-- start of Exercise input --
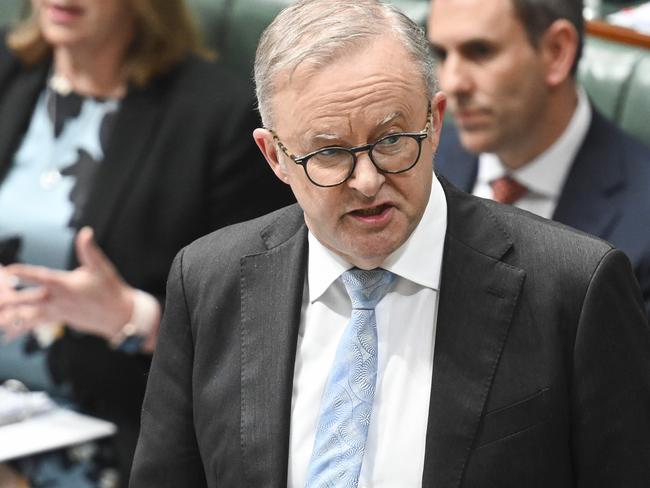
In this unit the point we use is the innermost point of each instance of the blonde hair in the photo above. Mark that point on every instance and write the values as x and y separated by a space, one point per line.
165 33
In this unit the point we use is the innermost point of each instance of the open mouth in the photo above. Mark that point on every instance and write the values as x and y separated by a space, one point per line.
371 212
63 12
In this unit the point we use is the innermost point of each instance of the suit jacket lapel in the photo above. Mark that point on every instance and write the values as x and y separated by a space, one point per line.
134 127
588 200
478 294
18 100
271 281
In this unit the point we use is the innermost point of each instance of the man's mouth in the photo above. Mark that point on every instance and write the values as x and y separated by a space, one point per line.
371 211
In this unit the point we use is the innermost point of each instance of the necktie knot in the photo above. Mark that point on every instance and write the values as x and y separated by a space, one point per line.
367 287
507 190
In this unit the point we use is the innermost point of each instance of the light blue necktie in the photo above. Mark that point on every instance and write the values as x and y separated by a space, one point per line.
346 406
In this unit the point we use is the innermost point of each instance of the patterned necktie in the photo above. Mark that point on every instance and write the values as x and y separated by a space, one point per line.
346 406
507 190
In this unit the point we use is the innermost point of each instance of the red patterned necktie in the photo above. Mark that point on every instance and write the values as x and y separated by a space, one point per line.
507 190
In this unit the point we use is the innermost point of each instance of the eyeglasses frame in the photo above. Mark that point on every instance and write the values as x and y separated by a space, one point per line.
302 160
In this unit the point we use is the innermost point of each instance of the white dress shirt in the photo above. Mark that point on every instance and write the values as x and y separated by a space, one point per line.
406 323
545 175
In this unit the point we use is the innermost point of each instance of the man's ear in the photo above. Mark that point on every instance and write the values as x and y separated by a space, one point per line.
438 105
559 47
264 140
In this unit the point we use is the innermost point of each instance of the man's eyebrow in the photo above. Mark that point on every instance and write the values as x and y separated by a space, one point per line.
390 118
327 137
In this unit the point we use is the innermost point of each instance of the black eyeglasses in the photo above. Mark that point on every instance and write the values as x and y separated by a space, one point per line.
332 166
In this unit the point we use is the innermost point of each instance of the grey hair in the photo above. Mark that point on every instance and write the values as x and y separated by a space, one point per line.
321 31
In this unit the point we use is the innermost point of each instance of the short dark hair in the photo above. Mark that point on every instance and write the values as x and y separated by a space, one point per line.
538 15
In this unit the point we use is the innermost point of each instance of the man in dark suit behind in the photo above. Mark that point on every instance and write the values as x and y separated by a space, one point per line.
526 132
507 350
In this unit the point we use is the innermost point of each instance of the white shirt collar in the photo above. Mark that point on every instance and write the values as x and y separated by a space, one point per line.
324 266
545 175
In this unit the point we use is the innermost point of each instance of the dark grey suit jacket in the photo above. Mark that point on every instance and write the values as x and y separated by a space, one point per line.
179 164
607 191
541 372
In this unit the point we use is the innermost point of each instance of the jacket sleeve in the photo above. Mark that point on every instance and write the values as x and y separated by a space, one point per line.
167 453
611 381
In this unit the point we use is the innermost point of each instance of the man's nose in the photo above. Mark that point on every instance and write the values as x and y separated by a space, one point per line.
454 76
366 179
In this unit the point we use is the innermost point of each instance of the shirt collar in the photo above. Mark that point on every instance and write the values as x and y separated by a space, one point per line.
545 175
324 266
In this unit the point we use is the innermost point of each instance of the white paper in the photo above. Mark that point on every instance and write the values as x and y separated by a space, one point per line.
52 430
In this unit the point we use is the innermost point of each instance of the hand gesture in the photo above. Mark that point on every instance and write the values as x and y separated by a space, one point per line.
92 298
-- end of Exercise input --
-- start of Exercise input --
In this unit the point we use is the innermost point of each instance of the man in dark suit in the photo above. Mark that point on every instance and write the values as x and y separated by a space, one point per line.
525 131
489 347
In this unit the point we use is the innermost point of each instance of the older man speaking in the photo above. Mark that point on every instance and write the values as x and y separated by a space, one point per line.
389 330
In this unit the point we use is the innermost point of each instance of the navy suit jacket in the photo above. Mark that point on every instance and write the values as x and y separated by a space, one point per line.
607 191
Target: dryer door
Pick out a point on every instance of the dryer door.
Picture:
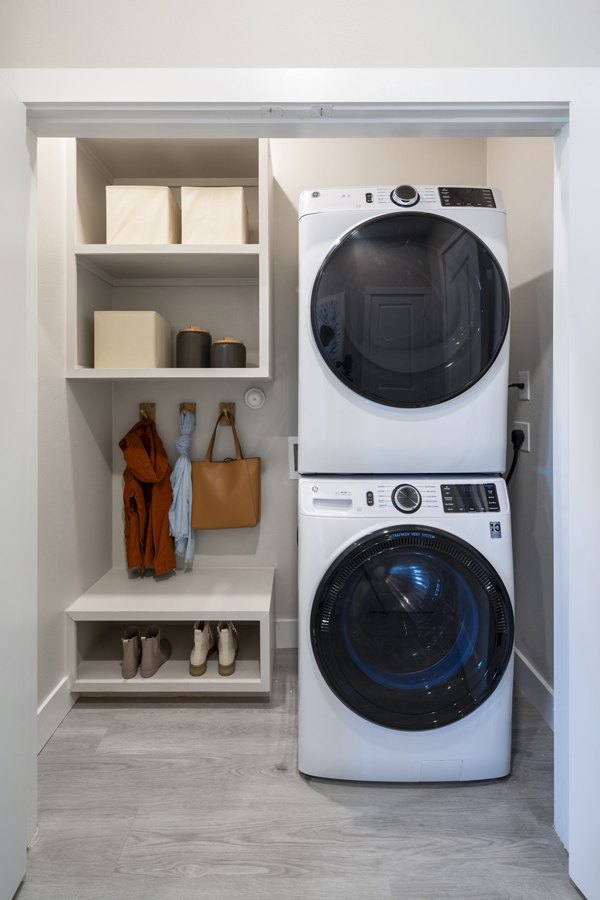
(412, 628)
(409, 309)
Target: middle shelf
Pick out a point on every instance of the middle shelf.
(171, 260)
-- end of Exercise input --
-- start of Exercise input --
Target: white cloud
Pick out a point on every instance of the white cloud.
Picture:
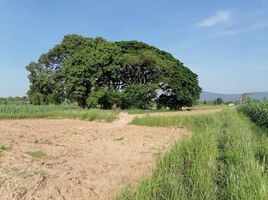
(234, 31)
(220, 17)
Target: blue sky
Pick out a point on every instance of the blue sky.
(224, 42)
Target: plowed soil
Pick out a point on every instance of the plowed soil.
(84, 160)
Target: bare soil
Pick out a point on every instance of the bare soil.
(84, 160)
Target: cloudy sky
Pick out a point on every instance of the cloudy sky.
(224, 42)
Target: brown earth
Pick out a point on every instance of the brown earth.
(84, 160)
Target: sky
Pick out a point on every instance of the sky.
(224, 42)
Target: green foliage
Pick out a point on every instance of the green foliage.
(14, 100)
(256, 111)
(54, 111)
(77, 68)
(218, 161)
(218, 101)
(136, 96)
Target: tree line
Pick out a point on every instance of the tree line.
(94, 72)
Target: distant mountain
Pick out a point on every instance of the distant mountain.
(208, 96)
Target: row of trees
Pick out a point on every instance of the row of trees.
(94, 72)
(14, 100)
-- end of Exercise input --
What you are asked to do ::
Extract every line of the source data that contains the word "cloudy".

Output for this exercise ::
Target: cloudy sky
Pick out a point on every instance of the cloudy sky.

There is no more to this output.